Stated task — Please copy out the lines below exactly, from the line containing "Can you find the baseboard?" through the last line, both included.

begin Exercise input

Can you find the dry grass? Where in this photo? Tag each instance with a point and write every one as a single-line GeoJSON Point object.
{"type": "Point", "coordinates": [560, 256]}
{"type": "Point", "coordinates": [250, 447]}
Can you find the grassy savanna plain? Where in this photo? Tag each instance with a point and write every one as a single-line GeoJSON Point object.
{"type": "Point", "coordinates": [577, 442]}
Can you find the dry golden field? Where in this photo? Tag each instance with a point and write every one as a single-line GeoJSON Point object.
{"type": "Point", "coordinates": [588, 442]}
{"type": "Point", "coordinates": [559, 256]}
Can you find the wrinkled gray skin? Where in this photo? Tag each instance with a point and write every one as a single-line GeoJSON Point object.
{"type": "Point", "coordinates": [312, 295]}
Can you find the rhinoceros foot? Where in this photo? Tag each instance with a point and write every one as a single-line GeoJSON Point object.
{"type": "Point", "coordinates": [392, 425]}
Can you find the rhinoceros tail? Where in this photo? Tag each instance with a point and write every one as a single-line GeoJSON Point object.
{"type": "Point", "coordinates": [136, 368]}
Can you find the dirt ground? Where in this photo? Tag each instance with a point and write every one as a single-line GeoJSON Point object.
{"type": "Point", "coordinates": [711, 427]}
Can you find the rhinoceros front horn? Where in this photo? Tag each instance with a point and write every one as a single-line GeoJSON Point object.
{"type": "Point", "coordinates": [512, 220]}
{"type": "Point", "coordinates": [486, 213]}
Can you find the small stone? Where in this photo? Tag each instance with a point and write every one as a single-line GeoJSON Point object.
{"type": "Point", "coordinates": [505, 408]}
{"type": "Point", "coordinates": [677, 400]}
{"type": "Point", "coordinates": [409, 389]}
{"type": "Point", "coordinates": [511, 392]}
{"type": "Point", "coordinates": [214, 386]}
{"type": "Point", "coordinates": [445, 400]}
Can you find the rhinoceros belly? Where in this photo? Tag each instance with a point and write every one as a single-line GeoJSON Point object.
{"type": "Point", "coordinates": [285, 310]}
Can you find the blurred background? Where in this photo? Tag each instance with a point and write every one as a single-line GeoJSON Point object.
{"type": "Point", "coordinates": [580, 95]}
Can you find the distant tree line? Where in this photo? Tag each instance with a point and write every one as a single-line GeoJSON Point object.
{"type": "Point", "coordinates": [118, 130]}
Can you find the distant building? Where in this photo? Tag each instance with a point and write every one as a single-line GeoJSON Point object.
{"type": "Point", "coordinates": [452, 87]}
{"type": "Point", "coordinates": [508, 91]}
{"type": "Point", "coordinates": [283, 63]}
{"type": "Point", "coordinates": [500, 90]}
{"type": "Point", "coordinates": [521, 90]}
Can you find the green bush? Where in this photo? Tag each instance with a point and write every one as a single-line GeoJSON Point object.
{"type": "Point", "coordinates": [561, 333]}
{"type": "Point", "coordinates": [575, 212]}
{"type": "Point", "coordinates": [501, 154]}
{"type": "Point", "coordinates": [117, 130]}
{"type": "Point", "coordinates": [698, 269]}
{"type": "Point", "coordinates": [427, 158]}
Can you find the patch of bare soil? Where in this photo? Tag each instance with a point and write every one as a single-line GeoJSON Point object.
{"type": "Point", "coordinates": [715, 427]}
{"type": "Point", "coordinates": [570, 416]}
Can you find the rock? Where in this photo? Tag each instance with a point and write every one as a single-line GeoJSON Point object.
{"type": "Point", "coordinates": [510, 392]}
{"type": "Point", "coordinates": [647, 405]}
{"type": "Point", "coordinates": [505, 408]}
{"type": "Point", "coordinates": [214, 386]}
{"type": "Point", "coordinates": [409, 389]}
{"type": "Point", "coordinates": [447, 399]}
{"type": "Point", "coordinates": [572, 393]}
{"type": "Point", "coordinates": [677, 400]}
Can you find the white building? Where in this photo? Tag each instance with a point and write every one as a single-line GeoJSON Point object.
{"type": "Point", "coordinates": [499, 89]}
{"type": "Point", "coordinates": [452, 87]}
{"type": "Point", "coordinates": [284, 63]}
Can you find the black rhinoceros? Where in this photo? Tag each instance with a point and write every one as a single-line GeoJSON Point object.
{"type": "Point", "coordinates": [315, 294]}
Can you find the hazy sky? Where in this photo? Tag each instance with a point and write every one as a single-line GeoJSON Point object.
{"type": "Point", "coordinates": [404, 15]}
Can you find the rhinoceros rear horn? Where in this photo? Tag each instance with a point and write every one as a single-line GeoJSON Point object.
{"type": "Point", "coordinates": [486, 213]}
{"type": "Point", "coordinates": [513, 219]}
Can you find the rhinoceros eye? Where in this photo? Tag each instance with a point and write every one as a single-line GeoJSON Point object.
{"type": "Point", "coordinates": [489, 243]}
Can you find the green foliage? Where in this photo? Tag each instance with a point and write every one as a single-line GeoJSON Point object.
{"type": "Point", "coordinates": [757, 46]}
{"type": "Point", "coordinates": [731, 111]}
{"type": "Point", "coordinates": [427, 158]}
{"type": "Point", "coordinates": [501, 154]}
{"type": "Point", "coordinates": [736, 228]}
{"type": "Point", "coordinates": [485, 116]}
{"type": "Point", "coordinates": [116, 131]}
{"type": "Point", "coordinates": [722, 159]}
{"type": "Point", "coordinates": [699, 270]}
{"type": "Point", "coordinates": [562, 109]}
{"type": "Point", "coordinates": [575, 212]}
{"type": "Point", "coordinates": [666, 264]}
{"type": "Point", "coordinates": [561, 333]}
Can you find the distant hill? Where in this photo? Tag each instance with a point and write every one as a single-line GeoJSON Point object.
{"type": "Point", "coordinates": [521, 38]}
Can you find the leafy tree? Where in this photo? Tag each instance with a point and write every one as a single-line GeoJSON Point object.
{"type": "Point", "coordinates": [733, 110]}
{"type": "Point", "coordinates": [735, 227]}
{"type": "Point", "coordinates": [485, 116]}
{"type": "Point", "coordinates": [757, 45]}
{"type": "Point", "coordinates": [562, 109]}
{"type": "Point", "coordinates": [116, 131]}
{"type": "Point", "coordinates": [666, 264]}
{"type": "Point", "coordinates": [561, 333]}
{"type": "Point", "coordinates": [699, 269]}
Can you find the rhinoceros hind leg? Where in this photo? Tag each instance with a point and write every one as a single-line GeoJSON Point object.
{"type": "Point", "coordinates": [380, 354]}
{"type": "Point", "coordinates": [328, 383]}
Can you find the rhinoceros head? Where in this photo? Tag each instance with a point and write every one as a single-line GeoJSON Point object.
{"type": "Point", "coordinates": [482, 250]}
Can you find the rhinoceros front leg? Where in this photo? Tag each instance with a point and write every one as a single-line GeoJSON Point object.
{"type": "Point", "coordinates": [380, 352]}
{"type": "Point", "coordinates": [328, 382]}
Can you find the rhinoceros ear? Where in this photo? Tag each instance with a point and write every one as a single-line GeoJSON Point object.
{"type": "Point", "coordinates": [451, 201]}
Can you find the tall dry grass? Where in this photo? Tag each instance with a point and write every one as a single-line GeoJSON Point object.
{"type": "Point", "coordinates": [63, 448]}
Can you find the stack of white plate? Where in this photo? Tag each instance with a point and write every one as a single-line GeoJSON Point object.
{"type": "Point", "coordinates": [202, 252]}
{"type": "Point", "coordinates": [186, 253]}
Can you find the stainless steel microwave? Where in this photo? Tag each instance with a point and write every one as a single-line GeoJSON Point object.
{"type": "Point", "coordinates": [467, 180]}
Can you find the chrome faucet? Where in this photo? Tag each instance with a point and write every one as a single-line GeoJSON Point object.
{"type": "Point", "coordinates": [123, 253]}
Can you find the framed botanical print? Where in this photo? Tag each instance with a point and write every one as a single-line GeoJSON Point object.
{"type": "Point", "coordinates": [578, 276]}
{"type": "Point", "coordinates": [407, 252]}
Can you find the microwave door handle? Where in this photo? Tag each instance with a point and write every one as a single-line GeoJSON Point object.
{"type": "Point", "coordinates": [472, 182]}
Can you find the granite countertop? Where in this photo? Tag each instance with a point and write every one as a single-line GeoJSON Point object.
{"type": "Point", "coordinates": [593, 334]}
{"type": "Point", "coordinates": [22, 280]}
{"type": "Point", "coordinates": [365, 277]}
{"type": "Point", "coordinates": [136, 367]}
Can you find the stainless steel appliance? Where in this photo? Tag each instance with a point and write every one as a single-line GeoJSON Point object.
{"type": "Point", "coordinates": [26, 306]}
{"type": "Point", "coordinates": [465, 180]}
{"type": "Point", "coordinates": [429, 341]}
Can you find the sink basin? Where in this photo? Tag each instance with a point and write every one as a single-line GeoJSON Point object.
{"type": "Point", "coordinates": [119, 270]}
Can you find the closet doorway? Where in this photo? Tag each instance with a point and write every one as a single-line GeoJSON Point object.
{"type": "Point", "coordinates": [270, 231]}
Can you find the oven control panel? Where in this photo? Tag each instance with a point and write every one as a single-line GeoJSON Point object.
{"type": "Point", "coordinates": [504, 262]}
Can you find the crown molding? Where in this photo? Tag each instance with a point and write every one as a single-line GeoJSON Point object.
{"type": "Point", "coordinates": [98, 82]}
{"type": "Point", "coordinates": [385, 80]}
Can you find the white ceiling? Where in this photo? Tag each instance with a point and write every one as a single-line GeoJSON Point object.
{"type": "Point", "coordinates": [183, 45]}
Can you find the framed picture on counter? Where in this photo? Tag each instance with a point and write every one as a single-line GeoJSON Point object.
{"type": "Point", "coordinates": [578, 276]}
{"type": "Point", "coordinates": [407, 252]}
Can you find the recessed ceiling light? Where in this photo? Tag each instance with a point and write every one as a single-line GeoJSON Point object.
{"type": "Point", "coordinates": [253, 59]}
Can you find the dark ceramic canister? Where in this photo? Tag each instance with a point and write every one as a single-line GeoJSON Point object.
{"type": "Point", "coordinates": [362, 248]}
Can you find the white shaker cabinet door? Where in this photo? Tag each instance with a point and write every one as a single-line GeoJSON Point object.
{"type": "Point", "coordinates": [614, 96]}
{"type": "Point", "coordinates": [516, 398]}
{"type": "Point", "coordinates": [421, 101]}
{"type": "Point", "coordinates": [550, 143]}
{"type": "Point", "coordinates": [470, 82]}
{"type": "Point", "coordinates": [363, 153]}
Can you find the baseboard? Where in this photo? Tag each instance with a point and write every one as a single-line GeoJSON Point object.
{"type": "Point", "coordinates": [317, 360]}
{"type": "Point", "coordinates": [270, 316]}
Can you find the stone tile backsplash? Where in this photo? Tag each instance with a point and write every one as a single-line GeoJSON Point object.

end Exercise input

Completed exercise —
Can you find the baseboard? Where in this photo? Tag each instance with a point and write every one as a single-line GeoJSON Point object.
{"type": "Point", "coordinates": [317, 360]}
{"type": "Point", "coordinates": [270, 316]}
Can you find the stone tile backsplash? Where in this photo? Tag each instance with a point and write every one as a single-line GeoJSON Point object.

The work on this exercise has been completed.